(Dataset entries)
****

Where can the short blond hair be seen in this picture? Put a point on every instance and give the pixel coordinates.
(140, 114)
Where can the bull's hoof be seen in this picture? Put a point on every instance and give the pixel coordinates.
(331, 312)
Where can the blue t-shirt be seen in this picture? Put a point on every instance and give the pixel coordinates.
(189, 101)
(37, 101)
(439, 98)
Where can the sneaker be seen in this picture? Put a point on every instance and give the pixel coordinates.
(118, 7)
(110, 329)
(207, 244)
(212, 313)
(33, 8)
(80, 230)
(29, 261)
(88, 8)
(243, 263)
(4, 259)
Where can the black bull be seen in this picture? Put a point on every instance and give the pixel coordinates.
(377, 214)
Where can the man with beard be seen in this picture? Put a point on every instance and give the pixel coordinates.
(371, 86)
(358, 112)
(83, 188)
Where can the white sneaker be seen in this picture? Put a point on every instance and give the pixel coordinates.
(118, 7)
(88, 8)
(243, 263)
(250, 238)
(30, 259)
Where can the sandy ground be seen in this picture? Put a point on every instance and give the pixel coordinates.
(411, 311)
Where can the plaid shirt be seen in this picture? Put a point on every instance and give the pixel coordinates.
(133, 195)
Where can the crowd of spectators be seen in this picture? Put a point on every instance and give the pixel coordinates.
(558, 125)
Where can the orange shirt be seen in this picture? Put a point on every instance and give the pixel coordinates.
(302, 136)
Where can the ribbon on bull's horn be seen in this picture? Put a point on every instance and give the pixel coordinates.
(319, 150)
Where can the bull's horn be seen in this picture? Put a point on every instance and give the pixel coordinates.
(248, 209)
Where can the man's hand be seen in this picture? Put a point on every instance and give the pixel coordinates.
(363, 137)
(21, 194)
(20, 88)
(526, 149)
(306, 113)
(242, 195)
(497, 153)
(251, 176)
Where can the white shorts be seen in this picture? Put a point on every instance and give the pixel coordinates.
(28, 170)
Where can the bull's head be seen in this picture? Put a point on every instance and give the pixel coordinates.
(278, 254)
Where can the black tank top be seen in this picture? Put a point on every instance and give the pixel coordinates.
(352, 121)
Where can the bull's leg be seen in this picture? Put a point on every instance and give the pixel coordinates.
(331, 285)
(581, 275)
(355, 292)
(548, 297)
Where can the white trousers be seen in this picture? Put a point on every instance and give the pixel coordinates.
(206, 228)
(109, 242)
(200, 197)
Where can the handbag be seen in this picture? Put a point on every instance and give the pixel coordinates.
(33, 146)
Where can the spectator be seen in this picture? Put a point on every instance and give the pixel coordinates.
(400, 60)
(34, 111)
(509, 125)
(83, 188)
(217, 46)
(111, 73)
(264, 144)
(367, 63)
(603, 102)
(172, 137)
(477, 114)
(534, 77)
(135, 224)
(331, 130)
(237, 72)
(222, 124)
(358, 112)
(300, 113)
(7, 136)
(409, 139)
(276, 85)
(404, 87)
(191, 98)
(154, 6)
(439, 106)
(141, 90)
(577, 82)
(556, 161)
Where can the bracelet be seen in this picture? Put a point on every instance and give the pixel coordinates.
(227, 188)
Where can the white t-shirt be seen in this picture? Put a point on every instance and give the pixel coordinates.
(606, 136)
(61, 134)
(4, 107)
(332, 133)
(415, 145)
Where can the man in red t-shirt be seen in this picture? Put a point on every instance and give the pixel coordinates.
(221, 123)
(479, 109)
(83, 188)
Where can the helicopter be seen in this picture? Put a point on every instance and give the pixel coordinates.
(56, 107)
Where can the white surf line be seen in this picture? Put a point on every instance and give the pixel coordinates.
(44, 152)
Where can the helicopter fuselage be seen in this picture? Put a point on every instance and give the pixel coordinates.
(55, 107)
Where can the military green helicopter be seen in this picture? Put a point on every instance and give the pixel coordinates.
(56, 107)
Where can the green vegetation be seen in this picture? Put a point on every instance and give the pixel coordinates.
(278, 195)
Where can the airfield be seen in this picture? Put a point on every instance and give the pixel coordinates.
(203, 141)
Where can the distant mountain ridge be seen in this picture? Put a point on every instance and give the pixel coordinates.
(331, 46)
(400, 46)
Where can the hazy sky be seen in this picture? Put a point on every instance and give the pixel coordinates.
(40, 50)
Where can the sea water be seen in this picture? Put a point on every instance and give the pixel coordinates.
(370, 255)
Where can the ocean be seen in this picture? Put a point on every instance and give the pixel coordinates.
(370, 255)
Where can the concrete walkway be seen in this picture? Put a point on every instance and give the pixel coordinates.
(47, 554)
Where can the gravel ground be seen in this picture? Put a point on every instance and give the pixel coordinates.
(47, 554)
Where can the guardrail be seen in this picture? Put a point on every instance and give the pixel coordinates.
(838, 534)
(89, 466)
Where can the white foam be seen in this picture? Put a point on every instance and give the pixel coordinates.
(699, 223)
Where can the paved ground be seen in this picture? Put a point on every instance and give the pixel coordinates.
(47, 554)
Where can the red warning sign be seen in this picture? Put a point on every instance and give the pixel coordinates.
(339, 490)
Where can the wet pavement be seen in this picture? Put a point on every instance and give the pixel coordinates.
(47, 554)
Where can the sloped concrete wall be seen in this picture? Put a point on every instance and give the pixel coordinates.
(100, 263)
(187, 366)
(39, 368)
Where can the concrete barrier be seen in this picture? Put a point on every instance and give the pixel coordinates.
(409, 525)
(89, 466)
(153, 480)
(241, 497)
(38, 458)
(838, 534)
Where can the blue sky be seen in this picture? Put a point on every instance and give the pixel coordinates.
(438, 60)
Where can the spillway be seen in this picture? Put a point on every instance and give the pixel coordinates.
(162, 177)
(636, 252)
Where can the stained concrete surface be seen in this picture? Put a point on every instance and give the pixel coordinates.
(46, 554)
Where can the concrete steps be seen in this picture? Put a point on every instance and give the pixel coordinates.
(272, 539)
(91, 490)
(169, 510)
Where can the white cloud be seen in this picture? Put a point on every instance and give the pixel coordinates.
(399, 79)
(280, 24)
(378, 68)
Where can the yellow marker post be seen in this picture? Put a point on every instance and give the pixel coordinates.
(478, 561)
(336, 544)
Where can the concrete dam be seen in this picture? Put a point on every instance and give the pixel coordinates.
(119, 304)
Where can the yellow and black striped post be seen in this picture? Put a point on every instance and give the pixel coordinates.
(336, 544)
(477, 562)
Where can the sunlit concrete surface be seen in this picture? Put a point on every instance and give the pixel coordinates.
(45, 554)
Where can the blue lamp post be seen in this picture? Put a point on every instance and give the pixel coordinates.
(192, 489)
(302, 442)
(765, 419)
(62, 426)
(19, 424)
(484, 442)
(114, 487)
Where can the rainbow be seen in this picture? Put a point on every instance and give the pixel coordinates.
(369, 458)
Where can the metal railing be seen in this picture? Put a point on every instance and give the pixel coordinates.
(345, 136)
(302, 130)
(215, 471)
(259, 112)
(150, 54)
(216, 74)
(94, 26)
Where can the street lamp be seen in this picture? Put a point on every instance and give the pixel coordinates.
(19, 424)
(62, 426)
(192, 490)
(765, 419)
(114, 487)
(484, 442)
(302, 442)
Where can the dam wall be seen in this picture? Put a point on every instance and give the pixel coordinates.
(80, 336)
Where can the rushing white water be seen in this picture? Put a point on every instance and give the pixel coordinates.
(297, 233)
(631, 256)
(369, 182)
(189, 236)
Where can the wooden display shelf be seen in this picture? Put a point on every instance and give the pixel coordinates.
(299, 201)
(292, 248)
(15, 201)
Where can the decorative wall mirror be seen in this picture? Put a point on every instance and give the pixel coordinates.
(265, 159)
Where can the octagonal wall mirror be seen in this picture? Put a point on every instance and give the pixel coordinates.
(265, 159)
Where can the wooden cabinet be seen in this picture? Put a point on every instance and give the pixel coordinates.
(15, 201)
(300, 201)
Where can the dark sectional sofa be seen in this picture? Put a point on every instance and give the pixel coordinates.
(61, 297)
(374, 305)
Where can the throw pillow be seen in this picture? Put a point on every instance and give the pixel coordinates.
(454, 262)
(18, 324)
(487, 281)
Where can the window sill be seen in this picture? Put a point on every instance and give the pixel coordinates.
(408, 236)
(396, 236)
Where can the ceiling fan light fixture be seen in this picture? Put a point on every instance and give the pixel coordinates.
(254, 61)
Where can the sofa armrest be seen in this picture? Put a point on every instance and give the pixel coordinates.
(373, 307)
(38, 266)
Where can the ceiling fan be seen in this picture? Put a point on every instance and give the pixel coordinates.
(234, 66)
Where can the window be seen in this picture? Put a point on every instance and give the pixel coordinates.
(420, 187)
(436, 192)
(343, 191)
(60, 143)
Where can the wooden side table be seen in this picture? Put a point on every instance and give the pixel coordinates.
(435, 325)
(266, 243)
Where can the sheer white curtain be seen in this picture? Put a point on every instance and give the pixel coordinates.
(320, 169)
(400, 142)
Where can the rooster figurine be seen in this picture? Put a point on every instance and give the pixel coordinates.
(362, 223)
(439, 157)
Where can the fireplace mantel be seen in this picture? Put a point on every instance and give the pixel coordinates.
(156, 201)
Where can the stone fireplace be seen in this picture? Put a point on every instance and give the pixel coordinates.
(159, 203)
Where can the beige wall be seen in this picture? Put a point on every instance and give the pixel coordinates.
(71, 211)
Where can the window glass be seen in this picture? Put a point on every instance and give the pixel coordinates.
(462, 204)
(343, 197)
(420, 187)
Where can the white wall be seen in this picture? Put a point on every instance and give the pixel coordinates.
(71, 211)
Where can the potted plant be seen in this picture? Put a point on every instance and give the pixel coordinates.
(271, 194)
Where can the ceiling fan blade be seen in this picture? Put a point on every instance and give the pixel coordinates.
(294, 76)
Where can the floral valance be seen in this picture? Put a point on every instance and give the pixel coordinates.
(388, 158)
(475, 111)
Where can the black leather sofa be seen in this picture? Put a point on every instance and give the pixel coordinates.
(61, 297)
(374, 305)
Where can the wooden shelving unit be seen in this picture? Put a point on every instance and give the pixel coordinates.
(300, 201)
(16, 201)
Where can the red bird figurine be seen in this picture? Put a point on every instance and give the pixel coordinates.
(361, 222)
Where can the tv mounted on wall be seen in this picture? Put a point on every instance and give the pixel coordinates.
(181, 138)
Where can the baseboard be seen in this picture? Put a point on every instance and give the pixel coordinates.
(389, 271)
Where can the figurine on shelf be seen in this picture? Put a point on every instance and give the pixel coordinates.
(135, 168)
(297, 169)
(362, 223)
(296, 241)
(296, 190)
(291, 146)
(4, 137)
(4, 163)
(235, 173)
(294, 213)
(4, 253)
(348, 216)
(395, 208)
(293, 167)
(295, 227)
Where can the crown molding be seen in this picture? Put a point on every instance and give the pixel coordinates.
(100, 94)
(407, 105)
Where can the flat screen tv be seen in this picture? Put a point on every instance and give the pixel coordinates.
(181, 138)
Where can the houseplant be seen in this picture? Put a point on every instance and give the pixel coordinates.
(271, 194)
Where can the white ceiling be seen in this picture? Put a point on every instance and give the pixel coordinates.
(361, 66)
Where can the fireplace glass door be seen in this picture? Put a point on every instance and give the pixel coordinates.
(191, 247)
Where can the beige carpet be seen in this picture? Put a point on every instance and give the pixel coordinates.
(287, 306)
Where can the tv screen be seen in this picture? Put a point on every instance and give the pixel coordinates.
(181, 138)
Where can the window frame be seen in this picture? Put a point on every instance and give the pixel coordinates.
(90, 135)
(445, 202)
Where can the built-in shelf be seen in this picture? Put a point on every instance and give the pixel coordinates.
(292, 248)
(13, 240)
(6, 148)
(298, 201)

****

-- Stated goal --
Put the part of the entries above that starts with the line containing "Where can the tv screen" and runs through the end of the entries into a Markdown table with the columns Row and Line. Number each line in Row, place the line itself in Line, and omit blank lines.

-- Result of the exercise --
| Row | Line |
|---|---|
| 1 | Where can the tv screen be seen in this picture? Put a point on every instance and give the pixel coordinates. |
| 2 | (181, 138) |
| 3 | Where can the window frame be seen in this picture? Put a point on every instance and give the pixel coordinates. |
| 4 | (90, 135) |
| 5 | (445, 202) |
| 6 | Where can the built-in shelf be seen in this picture? Put a point on every instance and give the pixel coordinates. |
| 7 | (292, 248) |
| 8 | (13, 240) |
| 9 | (6, 148) |
| 10 | (298, 201) |